ФРАГМЕНТ СТРАНИЦЫ:
━━━━━━━━━━━━━━━━━━━━━━━━━━━━━━
Пробуждение пришло мгновенно, когда привычное ухо уловило выстрелы; они заставили схватить винтовку и быстро вскочить на ноги. Наступал рассвет второго дня пребывания на русской территории. Ночью разразился ливень, погасивший пожар и наполнивший водой наши походные постели из раскатанных палаток. А мы-то и не почувствовали, что лежим в воде! Еще до восхода солнца загорелся бой с подошедшим к нашему лагерю батальоном красноармейцев. Противник, которому не удалось захватить нас врасплох, был отбит и поспешно отскочил в северо-западном направлении, бросив несколько подвод с мукой. В течении суток мы дважды переходили вброд р. Джиду в соответствии с кратчайшим путем на Дэристуйский (или Джидинский) дацан, и вечером 6 июня перешли Джиду в третий раз.
В 23 часа ночи с 6 на 7 июня «унгерновским» шагом бригада проскочила через дацан, а на рассвете подходила к Билютайскому перевалу. Вправо над Селенгой клубился густой туман; влево от дороги он плотным кольцом окутывал каждую отдельную вершину. Над низиной же плавали отдельные причудливые облака, цепляясь за крыши трогательно простых, словно карточных бурятских домиков. Вошедшие в падь дозоры 2-го полка заметили, что красноармейцы подбегают к сопке, закрывающей вход в падь. Командир головной 5-ой сотни лихо залетел на ту сопку в конном строю и успел опередить красных на несколько шагов. Казаки-оренбуржцы открыли с вершины огонь, почти в упор. Противник растерялся от неожиданности и покатился вниз. После удачного маневра 5-й сотни, 2-й полк легко распространился по правой стороне пади, быстро продвигаясь с одной вершины на другую, по направлению к перевалу.
━━━━━━━━━━━━━━━━━━━━━━━━━━━━━━
УСЛОВИЕ ЗАДАНИЯ: Продолжите рассказ о продвижении бригады к Билютайскому перевалу, начав сразу после последнего предложения фрагмента.

СТРОКИ ДАННЫХ:
━━━━━━━━━━━━━━━━━━━━━━━━━━━━━━
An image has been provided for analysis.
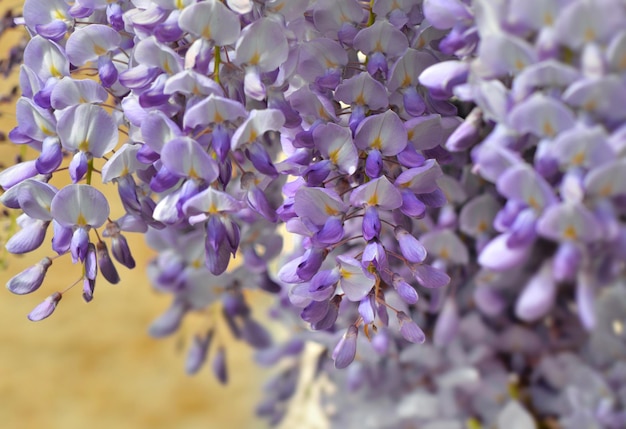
━━━━━━━━━━━━━━━━━━━━━━━━━━━━━━
РЕЗУЛЬТАТ:
Батальон красноармейцев, отброшенный на левую сторону пади, поставлен был под угрозу окружения, и после 2—3-часового сопротивления не только ушел за перевал, но, опасаясь преследования конницы, оставил даже и д. Билютай, лежащую у северного склона занятого нами горного хребта. Красные предпочли удалиться в станицу Селенгинская Дума (10–12 верст к северу от Билютая).
Хотя дорога к Новоселенгинску и к Гусиноозерскому дацану была теперь открыта, генерал Резухин позволил убедить себя в том, что ему не следует спускаться в котловину Гусиного озера. С одной стороны, перед ним стояло грозное приказание барона двигаться на Верхнеудинск, а с другой — агентурные сведения говорили за то, что дальше идти нельзя, так как красное командование принимает срочные меры, чтобы не выпустить нас обратно в Монголию. Штаб бригады знал, что обратная дорога на Боссий закрыта сильными отрядами. В том Боссинско-Желтуринском районе роты и батальоны, сведенные уже в полки, заняли горные проходы. В то время, когда бригада кормила коней на горе у Билютая, генерал Резухин и его наштабриг подполковник Островский обсудили вопрос о том, как выскочить из мешка. Они остановились на решении держаться ближе к Селенге с тем, чтобы прорваться через Цаган-Усунскую станицу. Островский правильно учел, что из этого пункта и, вообще, из всего приселенгинского района советское командование вынуждено было эвакуировать свои войска на правый берег, в ДВР, для отражения наступления барона Унгерна на Троицкосавск.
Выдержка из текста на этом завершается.